• **Passage given**
Trophies are great. But thousand separate little joys, added up, can be the equal of, or even better than, trophies. Famous nights are all part of the experience, and this season Liverpool have beaten PSG, Napoli, Bayern, Porto, Barcelona, Arsenal, Chelsea, Spurs and Man United.

Equally, if Spurs lose to Liverpool in the final, then that won’t undermine the amazing work Mauricio Pochettino has done. Because trophies can be random; and the minor trophies (domestic cups, Europa League) are not so hotly contested anyway. Pochettino has done more this season than any League Cup silverware could replicate.

Seven days ago, but what now feels like a lifetime, I tweeted that whatever happened this season, it had been a success. At the time I thought the Reds were going out of the Champions League, and it looked like City were gonna win the league.

In response I saw the familiar: no one remembers who came 2nd in the league and who reached the Champions League semi-finals or lose the Champions League final. No one remembers the runners-up.

Bullshit.

• **Supplied material**

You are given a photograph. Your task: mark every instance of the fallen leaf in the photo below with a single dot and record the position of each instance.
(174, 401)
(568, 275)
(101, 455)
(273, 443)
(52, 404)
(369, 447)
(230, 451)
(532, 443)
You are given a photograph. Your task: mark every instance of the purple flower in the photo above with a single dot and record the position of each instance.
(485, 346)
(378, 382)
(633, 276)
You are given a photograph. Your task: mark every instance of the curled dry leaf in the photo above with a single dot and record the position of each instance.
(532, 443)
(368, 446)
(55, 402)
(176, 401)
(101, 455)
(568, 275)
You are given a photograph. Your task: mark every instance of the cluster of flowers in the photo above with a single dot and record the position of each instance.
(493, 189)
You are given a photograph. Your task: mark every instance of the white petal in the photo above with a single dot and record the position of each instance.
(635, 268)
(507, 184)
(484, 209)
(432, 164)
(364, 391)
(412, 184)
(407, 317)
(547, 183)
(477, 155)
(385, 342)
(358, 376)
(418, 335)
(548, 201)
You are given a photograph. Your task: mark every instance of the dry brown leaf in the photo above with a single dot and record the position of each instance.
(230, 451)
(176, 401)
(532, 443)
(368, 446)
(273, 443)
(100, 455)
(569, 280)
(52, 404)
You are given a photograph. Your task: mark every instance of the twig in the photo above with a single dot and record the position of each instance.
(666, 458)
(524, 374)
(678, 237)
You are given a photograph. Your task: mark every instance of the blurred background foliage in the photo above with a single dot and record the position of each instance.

• **Stated exercise**
Reproduce the stretch from "Trophies are great." through "win the league." in the passage about trophies, word for word. The data comes from a different source than the passage about trophies.

• **Written solution**
Trophies are great. But thousand separate little joys, added up, can be the equal of, or even better than, trophies. Famous nights are all part of the experience, and this season Liverpool have beaten PSG, Napoli, Bayern, Porto, Barcelona, Arsenal, Chelsea, Spurs and Man United.

Equally, if Spurs lose to Liverpool in the final, then that won’t undermine the amazing work Mauricio Pochettino has done. Because trophies can be random; and the minor trophies (domestic cups, Europa League) are not so hotly contested anyway. Pochettino has done more this season than any League Cup silverware could replicate.

Seven days ago, but what now feels like a lifetime, I tweeted that whatever happened this season, it had been a success. At the time I thought the Reds were going out of the Champions League, and it looked like City were gonna win the league.